● The records:
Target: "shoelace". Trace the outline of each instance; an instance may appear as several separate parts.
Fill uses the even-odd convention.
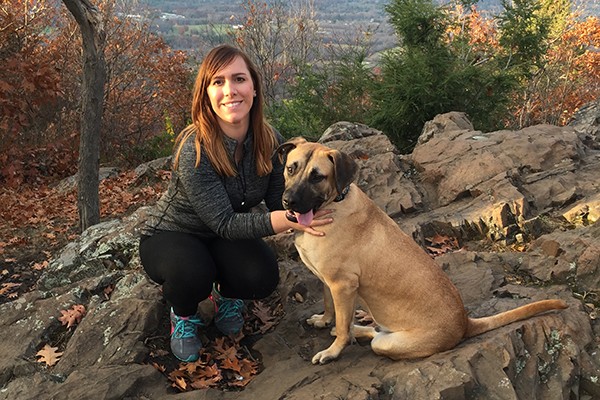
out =
[[[175,316],[175,319],[177,322],[175,323],[173,336],[180,339],[195,337],[197,327],[202,325],[202,321],[198,318],[181,318]]]
[[[223,299],[218,306],[217,317],[219,320],[235,318],[243,308],[244,301],[241,299]]]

● Exercise objective: Give the entries again exactly. Pictures stay out.

● Written response:
Target: "shoelace". Trace the outline of each instance; an instance may appear as several separate parts.
Fill uses the even-odd convention.
out =
[[[175,316],[175,319],[177,322],[175,323],[173,336],[180,339],[195,337],[197,327],[202,325],[202,321],[198,318],[181,318]]]
[[[223,299],[218,306],[217,317],[219,320],[235,318],[243,308],[244,301],[241,299]]]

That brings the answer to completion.